YOUR OBJECTIVE
Report every line in the records below that contains the string "rail", copying each one in full.

INFORMATION SUPPLIED
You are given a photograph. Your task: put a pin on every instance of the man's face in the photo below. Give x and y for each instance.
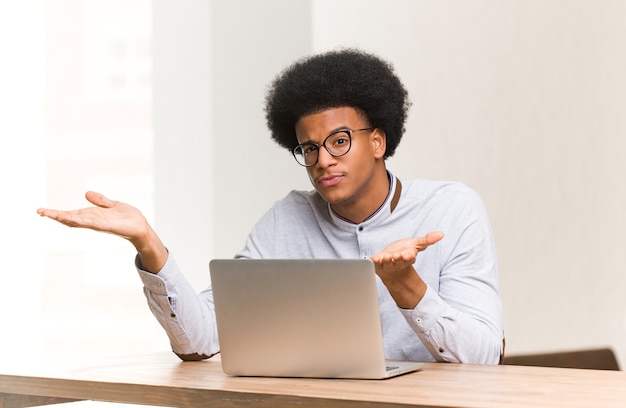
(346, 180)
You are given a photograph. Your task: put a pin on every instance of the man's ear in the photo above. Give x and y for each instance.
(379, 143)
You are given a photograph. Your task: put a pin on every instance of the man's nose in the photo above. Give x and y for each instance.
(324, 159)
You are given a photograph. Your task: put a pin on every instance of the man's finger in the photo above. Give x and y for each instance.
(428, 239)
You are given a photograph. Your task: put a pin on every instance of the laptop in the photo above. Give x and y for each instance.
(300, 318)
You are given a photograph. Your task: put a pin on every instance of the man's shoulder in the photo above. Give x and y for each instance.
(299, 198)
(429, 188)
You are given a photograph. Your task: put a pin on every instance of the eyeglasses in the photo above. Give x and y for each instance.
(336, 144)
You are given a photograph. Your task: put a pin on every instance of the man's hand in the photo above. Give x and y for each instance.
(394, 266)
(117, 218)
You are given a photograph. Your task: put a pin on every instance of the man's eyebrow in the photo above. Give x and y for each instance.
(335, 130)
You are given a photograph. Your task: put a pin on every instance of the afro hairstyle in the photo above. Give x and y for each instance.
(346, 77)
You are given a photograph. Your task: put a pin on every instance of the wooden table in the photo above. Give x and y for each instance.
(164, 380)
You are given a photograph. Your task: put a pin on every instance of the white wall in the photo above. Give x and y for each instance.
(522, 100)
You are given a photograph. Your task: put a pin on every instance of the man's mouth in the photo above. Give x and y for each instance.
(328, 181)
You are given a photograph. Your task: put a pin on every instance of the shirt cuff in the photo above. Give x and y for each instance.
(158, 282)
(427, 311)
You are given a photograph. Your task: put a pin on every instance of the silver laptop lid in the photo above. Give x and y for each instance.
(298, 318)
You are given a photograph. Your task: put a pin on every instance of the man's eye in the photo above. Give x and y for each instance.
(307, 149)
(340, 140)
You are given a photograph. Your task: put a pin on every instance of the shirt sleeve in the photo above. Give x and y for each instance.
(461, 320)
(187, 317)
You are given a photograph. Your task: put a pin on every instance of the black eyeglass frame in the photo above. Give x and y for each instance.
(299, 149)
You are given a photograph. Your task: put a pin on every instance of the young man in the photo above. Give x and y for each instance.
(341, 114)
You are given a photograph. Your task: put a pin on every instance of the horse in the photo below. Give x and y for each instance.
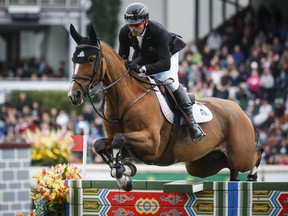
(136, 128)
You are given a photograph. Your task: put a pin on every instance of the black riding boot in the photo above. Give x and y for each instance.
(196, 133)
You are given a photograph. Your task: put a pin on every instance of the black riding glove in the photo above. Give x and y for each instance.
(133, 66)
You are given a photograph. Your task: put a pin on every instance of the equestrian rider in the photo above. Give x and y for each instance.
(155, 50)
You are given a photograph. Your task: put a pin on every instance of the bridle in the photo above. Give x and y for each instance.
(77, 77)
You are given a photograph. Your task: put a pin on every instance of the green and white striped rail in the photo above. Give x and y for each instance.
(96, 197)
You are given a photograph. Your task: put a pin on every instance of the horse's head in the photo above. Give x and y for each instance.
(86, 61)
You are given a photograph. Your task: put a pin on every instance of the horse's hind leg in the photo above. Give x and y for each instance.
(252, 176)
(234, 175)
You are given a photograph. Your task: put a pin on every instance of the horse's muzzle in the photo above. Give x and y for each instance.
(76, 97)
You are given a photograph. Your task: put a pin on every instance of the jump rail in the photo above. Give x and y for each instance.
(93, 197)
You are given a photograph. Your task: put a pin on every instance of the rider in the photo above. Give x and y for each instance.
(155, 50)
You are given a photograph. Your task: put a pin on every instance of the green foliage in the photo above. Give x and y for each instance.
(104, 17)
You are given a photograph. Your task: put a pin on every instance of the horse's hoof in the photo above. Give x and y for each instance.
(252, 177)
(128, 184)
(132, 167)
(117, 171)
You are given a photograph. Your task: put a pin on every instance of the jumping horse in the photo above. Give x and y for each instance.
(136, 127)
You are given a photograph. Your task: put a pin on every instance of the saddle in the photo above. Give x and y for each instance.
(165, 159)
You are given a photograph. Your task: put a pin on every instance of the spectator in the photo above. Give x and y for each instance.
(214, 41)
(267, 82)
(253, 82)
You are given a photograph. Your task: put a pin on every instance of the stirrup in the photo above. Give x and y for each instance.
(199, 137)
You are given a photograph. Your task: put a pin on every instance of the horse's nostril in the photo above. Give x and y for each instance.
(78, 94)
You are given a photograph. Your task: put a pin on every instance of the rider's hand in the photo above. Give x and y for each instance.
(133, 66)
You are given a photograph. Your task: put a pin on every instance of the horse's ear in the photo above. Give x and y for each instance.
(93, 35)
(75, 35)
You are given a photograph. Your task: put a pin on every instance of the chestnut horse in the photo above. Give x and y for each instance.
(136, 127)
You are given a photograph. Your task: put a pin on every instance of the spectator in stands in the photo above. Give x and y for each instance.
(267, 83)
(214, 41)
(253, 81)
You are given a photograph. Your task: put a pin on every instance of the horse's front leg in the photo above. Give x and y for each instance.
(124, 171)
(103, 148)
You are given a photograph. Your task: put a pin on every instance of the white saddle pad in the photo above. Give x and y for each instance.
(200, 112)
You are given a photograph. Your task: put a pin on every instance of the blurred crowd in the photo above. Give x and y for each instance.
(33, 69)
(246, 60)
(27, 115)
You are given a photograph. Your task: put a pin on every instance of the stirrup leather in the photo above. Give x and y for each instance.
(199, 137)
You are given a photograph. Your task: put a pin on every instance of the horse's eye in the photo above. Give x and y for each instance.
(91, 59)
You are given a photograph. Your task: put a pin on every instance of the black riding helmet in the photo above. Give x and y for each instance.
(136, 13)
* * *
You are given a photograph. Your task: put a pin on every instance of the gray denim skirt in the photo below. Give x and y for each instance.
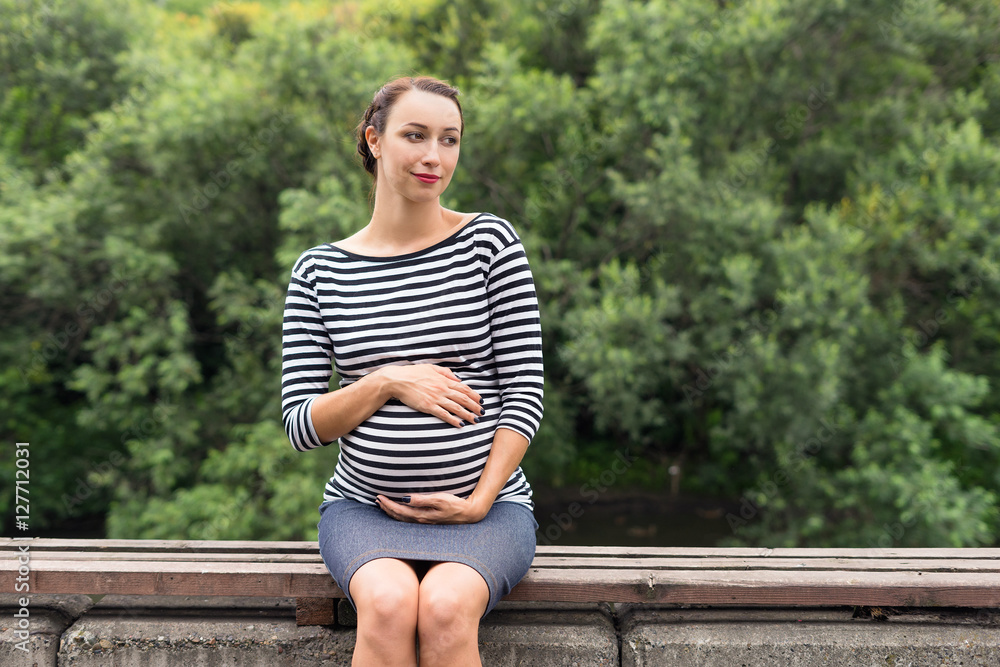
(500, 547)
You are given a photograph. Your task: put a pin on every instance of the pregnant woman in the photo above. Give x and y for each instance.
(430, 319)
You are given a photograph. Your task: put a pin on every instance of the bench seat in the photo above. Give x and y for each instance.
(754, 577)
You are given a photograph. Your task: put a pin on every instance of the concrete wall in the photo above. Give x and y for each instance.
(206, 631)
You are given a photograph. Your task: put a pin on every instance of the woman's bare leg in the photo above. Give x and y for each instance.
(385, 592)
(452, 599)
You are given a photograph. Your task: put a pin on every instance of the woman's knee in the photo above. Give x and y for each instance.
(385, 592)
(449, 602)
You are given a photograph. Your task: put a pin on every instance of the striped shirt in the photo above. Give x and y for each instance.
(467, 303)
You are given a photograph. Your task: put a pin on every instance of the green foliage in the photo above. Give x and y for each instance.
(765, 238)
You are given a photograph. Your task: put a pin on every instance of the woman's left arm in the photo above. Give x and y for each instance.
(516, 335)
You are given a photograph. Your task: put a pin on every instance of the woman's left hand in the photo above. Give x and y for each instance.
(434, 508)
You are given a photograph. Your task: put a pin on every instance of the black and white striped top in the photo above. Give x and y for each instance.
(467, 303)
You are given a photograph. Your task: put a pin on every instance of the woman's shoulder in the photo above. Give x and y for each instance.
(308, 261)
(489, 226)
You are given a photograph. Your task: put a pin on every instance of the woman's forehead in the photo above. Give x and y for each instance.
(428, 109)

SOLUTION
You are given a photograph. Your task: put a pin on every instance of the green and white striped rail in the photo above. Give x and y for each instance.
You are given a photograph. Your task: put a pin on every instance of the jump rail in the photo above. Give x and y for each instance.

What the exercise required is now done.